- ASSIGNMENT: Starting at the line with "Target: shoulder patch", retype each line exactly up to and including the final line of the records below.
__________
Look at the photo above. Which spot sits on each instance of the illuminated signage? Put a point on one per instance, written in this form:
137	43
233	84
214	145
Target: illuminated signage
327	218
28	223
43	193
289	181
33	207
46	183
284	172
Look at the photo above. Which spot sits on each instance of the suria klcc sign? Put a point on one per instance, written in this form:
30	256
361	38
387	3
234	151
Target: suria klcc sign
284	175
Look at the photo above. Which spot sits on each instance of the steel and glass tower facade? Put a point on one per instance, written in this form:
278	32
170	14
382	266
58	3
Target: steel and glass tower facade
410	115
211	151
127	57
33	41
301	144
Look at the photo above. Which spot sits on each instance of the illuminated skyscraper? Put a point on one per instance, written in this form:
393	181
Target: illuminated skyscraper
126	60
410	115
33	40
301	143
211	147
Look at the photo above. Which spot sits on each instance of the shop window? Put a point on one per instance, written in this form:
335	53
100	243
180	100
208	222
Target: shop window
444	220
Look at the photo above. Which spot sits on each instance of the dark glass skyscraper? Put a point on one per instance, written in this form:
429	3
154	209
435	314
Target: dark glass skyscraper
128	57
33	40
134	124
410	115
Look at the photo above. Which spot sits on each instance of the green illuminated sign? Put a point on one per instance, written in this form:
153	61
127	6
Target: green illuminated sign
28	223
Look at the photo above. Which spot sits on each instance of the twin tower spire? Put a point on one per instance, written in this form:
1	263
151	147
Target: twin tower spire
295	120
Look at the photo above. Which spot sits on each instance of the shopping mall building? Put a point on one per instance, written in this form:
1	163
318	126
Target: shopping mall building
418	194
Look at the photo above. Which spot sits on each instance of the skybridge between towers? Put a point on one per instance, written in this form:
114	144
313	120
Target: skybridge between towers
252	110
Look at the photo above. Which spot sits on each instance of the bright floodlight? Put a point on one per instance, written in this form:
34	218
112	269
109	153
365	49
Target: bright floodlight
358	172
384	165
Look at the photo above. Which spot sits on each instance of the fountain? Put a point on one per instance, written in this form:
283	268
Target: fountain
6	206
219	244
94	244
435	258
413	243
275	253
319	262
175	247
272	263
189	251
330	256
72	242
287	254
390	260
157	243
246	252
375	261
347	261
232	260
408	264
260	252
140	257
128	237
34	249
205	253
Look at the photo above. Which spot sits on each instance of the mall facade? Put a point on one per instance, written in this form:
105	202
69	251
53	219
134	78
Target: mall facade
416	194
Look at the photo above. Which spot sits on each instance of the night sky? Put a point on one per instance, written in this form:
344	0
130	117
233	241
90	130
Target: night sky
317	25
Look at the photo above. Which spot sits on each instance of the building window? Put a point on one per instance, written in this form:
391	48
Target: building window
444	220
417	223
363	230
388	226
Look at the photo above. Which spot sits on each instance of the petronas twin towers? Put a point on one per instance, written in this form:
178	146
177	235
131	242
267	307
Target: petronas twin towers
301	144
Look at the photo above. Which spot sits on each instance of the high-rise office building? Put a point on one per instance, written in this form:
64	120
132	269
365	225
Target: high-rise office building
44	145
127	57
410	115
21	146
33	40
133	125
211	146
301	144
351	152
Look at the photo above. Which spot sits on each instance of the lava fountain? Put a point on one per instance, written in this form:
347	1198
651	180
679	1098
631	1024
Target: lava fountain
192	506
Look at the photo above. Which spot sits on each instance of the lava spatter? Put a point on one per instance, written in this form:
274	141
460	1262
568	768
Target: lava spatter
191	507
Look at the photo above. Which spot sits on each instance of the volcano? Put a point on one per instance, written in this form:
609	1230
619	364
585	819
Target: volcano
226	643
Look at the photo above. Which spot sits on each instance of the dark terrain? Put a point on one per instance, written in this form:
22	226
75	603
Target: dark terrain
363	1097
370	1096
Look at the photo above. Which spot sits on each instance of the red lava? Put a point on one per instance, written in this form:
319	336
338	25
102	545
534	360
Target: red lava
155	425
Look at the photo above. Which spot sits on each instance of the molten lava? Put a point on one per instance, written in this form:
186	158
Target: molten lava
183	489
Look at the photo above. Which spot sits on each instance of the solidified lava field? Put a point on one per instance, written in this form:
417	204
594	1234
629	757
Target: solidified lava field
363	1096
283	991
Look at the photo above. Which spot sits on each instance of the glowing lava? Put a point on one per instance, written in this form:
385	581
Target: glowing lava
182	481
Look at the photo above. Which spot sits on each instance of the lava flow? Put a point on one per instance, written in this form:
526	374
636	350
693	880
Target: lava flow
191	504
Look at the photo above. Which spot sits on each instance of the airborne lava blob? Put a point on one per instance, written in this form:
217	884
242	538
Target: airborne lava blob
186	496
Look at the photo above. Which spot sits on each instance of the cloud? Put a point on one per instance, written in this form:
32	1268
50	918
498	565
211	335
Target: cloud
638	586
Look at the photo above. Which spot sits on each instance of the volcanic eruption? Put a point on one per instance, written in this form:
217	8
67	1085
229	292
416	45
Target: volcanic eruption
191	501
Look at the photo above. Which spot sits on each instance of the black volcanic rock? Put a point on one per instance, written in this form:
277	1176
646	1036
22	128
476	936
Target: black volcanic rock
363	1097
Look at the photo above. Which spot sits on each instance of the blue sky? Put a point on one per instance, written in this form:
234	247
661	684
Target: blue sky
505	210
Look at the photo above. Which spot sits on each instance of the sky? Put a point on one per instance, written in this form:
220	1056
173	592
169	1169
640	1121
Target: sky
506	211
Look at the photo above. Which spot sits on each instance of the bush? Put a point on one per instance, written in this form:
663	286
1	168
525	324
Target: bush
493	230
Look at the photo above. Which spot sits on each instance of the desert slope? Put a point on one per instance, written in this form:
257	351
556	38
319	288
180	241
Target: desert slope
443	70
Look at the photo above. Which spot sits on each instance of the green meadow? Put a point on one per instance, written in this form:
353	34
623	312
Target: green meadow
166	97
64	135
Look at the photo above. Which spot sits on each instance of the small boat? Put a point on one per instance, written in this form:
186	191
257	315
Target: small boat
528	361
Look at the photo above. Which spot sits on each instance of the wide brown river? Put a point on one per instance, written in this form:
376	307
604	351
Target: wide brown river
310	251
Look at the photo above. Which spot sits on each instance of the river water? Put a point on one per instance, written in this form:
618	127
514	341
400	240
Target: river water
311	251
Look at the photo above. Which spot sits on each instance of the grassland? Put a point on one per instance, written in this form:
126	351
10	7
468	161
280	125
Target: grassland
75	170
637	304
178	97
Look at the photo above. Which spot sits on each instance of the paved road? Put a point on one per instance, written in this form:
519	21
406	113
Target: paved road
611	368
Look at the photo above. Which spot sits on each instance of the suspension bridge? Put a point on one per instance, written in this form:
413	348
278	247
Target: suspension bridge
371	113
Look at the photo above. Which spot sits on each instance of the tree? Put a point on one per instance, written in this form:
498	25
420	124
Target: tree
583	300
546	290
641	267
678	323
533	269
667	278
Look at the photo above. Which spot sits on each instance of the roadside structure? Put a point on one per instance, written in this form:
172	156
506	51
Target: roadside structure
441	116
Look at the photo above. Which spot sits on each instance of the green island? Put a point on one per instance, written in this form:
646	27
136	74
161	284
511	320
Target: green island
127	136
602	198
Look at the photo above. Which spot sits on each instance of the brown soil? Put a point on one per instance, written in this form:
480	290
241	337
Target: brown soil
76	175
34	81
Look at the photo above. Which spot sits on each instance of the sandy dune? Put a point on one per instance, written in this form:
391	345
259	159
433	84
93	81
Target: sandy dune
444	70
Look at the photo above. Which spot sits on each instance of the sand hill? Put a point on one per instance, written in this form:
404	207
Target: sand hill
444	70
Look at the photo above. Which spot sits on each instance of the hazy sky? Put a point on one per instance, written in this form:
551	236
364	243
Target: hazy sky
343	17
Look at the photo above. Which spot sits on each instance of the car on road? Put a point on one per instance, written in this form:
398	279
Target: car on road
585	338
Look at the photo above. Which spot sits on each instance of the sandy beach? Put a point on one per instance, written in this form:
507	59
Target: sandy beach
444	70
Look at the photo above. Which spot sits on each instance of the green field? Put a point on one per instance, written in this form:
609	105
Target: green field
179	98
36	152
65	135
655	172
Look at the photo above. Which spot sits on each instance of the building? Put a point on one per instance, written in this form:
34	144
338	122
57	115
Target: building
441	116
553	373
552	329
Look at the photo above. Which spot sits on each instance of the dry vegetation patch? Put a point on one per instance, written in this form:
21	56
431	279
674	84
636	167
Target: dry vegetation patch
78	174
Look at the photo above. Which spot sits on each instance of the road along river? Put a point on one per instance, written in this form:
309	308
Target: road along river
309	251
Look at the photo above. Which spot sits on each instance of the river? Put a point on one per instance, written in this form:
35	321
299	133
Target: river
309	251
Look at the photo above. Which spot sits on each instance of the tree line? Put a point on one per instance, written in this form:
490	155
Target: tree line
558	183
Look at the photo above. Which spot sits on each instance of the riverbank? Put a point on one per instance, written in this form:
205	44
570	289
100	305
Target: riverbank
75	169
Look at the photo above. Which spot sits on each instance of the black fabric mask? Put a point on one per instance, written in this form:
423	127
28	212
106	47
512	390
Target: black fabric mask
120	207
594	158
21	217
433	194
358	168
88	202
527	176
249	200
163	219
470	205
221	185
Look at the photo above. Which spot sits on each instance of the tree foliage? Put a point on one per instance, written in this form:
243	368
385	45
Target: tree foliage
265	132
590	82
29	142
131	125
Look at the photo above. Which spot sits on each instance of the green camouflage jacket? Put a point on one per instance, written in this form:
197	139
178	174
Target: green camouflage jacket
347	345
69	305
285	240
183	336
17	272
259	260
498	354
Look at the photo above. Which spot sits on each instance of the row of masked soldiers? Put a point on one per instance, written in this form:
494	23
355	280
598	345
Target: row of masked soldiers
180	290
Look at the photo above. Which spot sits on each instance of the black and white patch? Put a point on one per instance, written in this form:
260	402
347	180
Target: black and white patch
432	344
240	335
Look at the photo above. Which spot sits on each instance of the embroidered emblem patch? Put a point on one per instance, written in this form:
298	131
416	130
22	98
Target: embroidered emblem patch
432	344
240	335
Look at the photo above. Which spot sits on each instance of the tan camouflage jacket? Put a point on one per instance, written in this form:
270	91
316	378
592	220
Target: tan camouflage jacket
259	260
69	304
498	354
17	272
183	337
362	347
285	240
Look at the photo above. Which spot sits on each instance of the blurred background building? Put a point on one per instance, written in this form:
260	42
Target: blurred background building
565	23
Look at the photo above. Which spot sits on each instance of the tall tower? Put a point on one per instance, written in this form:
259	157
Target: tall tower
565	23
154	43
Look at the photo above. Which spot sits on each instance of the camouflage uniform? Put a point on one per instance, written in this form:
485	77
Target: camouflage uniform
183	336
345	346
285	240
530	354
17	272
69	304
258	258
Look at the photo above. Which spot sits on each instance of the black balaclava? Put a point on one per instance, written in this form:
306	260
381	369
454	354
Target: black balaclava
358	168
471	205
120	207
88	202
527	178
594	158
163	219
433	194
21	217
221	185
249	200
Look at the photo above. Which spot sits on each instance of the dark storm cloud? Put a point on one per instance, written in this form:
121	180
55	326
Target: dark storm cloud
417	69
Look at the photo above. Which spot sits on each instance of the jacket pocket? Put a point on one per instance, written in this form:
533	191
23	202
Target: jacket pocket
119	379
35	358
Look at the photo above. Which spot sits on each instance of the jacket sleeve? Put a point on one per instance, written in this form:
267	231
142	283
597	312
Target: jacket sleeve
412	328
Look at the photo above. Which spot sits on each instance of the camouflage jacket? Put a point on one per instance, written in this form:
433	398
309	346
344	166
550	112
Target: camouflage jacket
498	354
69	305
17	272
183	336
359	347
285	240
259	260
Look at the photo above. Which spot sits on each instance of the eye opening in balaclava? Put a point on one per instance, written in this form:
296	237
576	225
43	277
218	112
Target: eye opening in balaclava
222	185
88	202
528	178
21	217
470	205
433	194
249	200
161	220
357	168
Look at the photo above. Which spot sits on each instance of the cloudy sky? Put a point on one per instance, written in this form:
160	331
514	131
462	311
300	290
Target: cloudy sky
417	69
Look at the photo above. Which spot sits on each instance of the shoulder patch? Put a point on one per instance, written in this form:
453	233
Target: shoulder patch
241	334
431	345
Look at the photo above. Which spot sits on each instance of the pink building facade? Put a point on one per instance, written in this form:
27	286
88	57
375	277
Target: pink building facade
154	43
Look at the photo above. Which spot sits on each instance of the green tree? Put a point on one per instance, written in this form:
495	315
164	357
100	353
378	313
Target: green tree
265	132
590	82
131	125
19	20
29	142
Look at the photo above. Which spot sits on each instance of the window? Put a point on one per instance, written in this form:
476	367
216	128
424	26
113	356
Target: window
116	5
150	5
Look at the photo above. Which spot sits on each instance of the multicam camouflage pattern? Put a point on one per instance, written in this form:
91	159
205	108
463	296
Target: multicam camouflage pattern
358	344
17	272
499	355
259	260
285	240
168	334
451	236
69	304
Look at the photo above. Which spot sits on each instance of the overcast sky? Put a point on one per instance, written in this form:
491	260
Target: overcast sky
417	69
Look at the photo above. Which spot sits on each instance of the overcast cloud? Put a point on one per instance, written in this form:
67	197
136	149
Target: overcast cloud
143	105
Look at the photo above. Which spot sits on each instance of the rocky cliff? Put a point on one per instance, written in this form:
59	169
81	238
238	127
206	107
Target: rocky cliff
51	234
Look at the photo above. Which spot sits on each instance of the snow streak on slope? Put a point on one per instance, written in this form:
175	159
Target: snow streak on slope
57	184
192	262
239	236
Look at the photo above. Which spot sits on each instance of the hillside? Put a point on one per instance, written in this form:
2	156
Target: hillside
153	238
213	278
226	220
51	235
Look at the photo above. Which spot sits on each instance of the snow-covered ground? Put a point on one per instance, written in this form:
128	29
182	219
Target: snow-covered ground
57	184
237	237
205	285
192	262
__________
- FINAL ANSWER:
Target: shoulder patch
241	334
431	345
Look at the photo above. Which spot sits on each instance of the pink building facade? Put a point on one per instance, written in this form:
27	286
88	57
375	277
Target: pink building facade
154	43
Look at the photo above. Which spot sits on each instance of the green tree? Put a point on one per instance, written in this form:
495	315
164	357
100	353
378	313
Target: green tree
265	132
590	82
131	125
19	20
29	142
Look at the photo above. Which spot sits on each instance of the window? Put a point on one per instance, written in this form:
476	367
216	128
424	26
113	356
Target: window
116	5
150	5
Look at the photo above. Which spot sits on each instance of the multicam camouflage pattern? Put a point on one per instance, written in this form:
91	159
205	108
463	296
Target: multicam camouflage pattern
358	344
17	272
499	355
259	260
285	240
168	334
451	236
69	304
Look at the photo above. Which spot sits on each instance of the overcast sky? Put a point on one per instance, written in this form:
491	260
Target: overcast sky
417	69
Look at the photo above. Which spot sits on each instance of the overcast cloud? Put a point on one per instance, written in this form:
67	197
136	149
Target: overcast cloud
143	105
Look at the photo above. Which spot sits on each instance of the rocky cliff? Put a point on one per instance, written in this form:
59	169
81	238
238	127
206	107
Target: rocky cliff
51	234
Look at the photo above. Which spot sits on each instance of the snow streak on slope? Put a point on one per instance, written in this form:
175	159
Target: snow streak on slope
57	184
192	262
239	236
Look at the photo above. Which spot sits on each instance of the hillside? Put a point on one per instance, written in this form:
2	156
Target: hillside
153	238
213	278
226	220
51	235
Look at the photo above. Which spot sits on each instance of the snow-covered ground? Put a point on one per instance, written in this form:
128	29
182	219
Target: snow-covered ground
57	184
237	237
205	285
192	262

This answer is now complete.